SHORT EXERCISE - Please rewrite everything from the line containing "Objective: provide one point per instance of the standing" down to the end of the data as a Markdown table with the columns Number and Line. Leave out any blank lines.

Extracted data entries
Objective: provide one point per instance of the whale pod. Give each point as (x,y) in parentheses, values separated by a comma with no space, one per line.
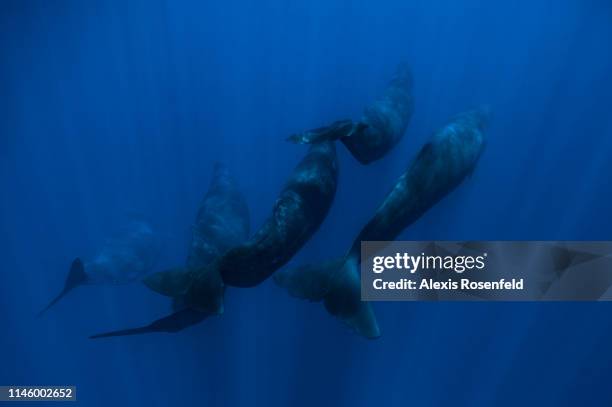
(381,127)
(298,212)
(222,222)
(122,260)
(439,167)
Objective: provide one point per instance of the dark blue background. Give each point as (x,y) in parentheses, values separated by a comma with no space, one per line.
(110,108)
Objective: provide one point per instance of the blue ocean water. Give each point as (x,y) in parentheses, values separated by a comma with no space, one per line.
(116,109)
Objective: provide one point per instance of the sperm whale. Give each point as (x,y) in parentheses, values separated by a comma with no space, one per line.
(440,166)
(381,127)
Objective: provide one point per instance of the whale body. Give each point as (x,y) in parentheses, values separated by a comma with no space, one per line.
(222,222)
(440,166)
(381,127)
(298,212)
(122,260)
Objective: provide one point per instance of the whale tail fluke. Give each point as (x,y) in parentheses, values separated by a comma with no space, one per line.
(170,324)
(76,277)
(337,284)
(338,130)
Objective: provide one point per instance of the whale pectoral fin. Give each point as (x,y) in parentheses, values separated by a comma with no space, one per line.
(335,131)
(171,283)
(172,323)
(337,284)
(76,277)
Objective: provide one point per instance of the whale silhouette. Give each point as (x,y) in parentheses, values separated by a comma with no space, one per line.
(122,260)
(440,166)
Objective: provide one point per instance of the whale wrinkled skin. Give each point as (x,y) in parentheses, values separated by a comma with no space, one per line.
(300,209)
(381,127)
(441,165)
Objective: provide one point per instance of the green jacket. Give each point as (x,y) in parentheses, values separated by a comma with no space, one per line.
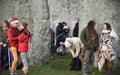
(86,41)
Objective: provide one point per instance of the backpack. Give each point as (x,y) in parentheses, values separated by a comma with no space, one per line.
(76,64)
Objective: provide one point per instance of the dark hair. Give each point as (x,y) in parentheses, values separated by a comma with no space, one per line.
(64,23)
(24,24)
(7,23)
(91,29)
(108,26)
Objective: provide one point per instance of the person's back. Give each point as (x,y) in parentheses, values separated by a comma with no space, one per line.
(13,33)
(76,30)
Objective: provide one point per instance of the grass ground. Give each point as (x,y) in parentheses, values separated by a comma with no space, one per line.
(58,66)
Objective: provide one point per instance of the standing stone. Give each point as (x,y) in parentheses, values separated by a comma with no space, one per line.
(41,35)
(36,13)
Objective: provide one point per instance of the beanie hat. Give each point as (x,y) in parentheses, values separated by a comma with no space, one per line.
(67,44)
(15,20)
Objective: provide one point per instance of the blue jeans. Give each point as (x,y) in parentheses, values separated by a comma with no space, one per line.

RESULT OF THIS EXERCISE -
| Number | Line |
|---|---|
| 1 | Objective: provide one point per instance of the standing stone. Give each point as (x,y) in parentheses, values separated by a comma with no space, one per line. |
| 2 | (41,35) |
| 3 | (36,13) |
| 4 | Objective: provide one point per instance of the beanie hat. Give each point as (x,y) in parentheses, values separated by a comma with no space, one per line. |
| 5 | (67,44) |
| 6 | (15,20) |
| 7 | Objective: provide one point per instance of the blue jeans. Give each point as (x,y) in parentheses, values separated by a comma with no space, one per line. |